> **PASSAGE TO READ**

A multispectral image (also referred to as a “multiband image” or a “multichannel image”) including a large number of color components other than RGB, such as the above-described image, contains a large number of spectrums. Therefore, an amount of data on such an image tends to increase. Therefore, it is required to compress image data and thereby reduce the amount of the data when such a multispectral image is used in communication or the like, or recorded in a recording medium. As a method for compressing a multispectral image, for example, an invention disclosed in Japanese Unexamined Patent Application Publication No. 2008-301428 has been known.

SUMMARY

However, the present inventors have found the following problem. That is, in the invention disclosed in Japanese Unexamined Patent Application Publication No. 2008-301428, a multispectral image is compressed after converting it into a three-band image. However, when it is attempted to compress the information by the above-described method or when it is attempted to compress the information by encoding the converted three-band image, the information may not be compressed in some cases in which all the information over the multi-spectrums is used.
Accordingly, it has been desired to develop a video encoding apparatus and a video decoding apparatus capable of efficiently encoding, compressing, expanding (i.e., decompressing), and using a multispectral image. Other problems and novel features will be apparent from the description of this specification and the accompanying drawings.
According to one embodiment, for a picture containing a plurality of spectrums (hereinafter referred to as “components”), predictive encoding is performed by referring to information on a component contained in the picture itself to be encoded or an already-encoded picture, and index information specifying a component containing a reference image is incorporated into a data stream. Note that in the following description, “components” are element corresponding to color components contained in a picture and mean those having different wavelengths.
According to the above-described embodiment, it is possible to provide a video encoding apparatus and a video decoding apparatus capable of efficiently encoding, compressing, expanding (i.e., decompressing), and using a picture containing a large number of components.
Note that entities that express the apparatus according to the above-described embodiment as a method or a system, programs that cause a computer to execute the apparatus or a part of the apparatus, LSIs, in-vehicle cameras, in-vehicle periphery monitoring systems, in-vehicle driving assistance systems, in-vehicle automatic driving systems, AR systems, industrial use video processing systems, and image processing systems including the apparatus are also regarded as embodiments according to the present disclosure.

> **GIVEN INSTRUCTION 1**
Could you extract the part of the passage on multispectral image compression starting at "However, the present" and ending at "the accompanying drawings."?
> **GIVEN INSTRUCTION 2**
How would you render this sentence from the passage on multispectral image compression in Spanish: "Other problems and novel features will be apparent from the description of this specification and the accompanying drawings."
> **GIVEN INSTRUCTION 3**
What text could follow the final sentence of the passage on multispectral image compression? Write a continuation that picks up right after it.

> **DATA SHOWN**
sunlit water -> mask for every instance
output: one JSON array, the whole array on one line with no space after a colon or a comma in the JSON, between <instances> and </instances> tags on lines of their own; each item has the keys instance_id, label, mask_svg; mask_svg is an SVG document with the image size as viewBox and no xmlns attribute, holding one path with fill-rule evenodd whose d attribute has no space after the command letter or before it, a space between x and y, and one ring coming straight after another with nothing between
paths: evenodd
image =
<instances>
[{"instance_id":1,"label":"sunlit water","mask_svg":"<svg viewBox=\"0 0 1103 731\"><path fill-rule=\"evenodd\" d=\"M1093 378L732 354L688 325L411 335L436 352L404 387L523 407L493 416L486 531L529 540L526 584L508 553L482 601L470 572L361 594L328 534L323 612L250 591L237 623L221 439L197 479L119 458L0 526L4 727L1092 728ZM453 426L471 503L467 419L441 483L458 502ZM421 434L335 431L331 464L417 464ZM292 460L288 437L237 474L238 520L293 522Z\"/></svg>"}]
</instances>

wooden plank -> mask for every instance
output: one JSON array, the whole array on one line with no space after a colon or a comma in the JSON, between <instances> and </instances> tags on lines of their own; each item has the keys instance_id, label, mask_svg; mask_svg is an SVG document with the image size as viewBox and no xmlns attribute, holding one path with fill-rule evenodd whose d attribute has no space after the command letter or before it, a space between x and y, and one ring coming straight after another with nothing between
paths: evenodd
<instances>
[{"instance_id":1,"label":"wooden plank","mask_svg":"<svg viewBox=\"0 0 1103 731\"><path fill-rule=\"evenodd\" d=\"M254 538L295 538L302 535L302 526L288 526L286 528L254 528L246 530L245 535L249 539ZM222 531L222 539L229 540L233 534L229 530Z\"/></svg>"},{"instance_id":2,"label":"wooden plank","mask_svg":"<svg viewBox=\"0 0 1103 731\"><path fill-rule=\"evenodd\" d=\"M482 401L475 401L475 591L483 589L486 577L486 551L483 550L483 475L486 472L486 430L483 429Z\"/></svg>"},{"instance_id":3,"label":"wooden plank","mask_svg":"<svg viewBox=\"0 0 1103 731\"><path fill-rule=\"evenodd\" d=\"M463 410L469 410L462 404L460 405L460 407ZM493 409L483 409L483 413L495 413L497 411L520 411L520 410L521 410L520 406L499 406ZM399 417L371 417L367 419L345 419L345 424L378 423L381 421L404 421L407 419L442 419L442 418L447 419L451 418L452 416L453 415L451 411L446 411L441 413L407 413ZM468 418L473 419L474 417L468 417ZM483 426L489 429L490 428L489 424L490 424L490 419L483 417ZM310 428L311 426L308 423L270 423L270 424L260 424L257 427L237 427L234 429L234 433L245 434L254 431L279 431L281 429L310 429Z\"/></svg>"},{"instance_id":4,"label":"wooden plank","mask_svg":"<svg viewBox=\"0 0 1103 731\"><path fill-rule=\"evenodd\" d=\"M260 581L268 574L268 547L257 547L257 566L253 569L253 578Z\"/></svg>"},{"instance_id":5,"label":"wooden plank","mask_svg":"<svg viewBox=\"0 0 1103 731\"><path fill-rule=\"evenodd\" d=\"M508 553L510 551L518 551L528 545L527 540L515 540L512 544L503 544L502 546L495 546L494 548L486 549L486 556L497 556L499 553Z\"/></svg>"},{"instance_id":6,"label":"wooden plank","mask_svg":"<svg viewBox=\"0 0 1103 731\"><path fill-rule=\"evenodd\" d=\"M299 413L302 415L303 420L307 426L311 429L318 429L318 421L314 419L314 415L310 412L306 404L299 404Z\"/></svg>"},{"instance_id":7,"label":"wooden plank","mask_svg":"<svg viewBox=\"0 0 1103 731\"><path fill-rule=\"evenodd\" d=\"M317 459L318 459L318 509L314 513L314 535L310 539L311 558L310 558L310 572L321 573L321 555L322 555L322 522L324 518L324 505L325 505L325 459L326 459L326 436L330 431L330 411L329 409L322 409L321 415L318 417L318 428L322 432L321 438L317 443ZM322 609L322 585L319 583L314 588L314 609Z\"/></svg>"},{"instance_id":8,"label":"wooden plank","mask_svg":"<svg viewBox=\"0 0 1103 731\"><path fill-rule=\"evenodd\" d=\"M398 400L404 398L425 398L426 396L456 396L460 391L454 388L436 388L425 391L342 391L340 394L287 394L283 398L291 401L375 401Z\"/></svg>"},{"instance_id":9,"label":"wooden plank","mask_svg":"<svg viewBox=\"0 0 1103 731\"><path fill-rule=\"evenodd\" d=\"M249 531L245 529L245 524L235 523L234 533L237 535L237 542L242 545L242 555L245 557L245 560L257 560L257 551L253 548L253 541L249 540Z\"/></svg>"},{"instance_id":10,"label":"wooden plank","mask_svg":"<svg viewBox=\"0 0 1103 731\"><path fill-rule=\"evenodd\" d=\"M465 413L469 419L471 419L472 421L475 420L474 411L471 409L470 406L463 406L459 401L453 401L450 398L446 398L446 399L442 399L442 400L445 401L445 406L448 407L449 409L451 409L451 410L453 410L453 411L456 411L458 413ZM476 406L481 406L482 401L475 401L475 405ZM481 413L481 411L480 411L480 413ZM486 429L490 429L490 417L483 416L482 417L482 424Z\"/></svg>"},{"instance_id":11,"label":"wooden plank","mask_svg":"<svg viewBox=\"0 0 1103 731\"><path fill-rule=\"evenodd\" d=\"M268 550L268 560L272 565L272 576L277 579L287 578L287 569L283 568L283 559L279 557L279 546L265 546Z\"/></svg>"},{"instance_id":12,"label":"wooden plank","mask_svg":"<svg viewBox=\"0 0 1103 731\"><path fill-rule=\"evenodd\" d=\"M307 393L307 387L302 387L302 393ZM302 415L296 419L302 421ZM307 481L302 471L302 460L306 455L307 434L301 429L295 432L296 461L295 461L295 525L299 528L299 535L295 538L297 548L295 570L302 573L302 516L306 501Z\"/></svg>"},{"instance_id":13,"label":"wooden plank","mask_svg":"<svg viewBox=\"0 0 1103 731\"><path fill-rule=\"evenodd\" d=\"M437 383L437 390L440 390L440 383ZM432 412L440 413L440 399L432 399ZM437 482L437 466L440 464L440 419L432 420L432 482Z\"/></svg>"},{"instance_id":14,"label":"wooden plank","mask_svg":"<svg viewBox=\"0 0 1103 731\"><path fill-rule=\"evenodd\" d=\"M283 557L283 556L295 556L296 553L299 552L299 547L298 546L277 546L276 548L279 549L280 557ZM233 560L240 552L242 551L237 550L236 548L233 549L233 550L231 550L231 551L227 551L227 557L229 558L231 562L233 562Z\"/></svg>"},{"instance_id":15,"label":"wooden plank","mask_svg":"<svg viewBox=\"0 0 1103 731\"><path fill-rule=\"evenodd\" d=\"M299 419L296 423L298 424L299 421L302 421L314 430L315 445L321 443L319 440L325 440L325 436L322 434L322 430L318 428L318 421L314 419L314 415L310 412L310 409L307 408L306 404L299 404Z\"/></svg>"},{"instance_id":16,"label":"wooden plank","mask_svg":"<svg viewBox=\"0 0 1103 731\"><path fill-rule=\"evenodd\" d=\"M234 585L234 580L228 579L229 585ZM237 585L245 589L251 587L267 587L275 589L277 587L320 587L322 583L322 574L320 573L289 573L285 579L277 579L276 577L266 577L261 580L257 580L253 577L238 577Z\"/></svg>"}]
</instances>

> **EXPECTED ANSWER 1**
However, the present inventors have found the following problem. That is, in the invention disclosed in Japanese Unexamined Patent Application Publication No. 2008-301428, a multispectral image is compressed after converting it into a three-band image. However, when it is attempted to compress the information by the above-described method or when it is attempted to compress the information by encoding the converted three-band image, the information may not be compressed in some cases in which all the information over the multi-spectrums is used.
Accordingly, it has been desired to develop a video encoding apparatus and a video decoding apparatus capable of efficiently encoding, compressing, expanding (i.e., decompressing), and using a multispectral image. Other problems and novel features will be apparent from the description of this specification and the accompanying drawings.

> **EXPECTED ANSWER 2**
Otros problemas y características novedosas resultarán evidentes a partir de la descripción de esta memoria descriptiva y de los dibujos adjuntos.

> **EXPECTED ANSWER 3**
BRIEF DESCRIPTION OF THE DRAWINGS

The above and other aspects, advantages and features will be more apparent from the following description of certain embodiments taken in conjunction with the accompanying drawings, in which:

FIG. 1 is a graph showing a distribution of wavelengths of color components contained in a picture;

FIG. 2 is a block diagram showing a schematic configuration of a video encoding circuit 1 according to a first embodiment;

FIG. 3 is a diagram for explaining a configuration of a picture according to the first embodiment;

FIG. 4 is a block diagram showing a schematic configuration of a prediction image generation unit 10 according to the first embodiment;

FIG. 5 is a diagram for explaining a reference relation among a plurality of pictures according to the first embodiment;

FIG. 6 is a diagram for explaining a hierarchical structure of bit streams according to the first embodiment;

FIG. 7 is a diagram for explaining a detailed structure of bit streams according to the first embodiment;

FIG. 8 is a block diagram showing a schematic configuration of a video image decoding circuit 5 according to the first embodiment;

FIG. 9 is a block diagram showing a schematic configuration of a semiconductor device 100 according to the first embodiment;

FIG. 10 is a diagram for explaining a schematic structure of a bit stream according to a third embodiment;

FIG. 11 is a diagram for explaining a schematic structure of a bit stream according to the third embodiment;

FIG. 12 is a block diagram showing a schematic configuration of a prediction image generation unit 20 according to a fourth embodiment; and

FIG. 13 is a block diagram showing a schematic configuration of a video image decoding circuit 6 according to the fourth embodiment.

DETAILED DESCRIPTION

For clarifying the explanation, the following descriptions and the drawings may be partially omitted and simplified as appropriate. Further, each of the elements that are shown in the drawings as functional blocks for performing various processes can be implemented by hardware such as a CPU, a memory, and other types of circuits, or implemented by software such as a program loaded in a memory.
Therefore, those skilled in the art will understand that these functional blocks can be implemented solely by hardware, solely by software, or a combination thereof. That is, they are limited to neither hardware nor software. Note that the same symbols are assigned to the same components throughout the drawings and duplicated explanations are omitted as required.
The program can be stored and provided to a computer using any type of non-transitory computer readable media.
Non-transitory computer readable media include any type of tangible storage media. Examples of non-transitory computer readable media include magnetic storage media (such as floppy disks, magnetic tapes, hard disk drives, etc.), optical magnetic storage media (e.g. magneto-optical disks), CD-ROM (compact disc read only memory), CD-R (compact disc recordable), CD-R/W (compact disc rewritable), and semiconductor memories (such as mask ROM, PROM (programmable ROM), EPROM (erasable PROM), flash ROM, RAM (random access memory), etc.).
The program may be provided to a computer using any type of transitory computer readable media. Examples of transitory computer readable media include electric signals, optical signals, and electromagnetic waves. Transitory computer readable media can provide the program to a computer via a wired communication line (e.g. electric wires, and optical fibers) or a wireless communication line.
Firstly, for the purpose of clarifying a configuration according to an embodiment, studies and discussions that the inventors of the present application have made are explained hereinafter before explaining the embodiment.
FIG. 1 is a diagram showing a distribution of wavelengths of color components contained in a picture.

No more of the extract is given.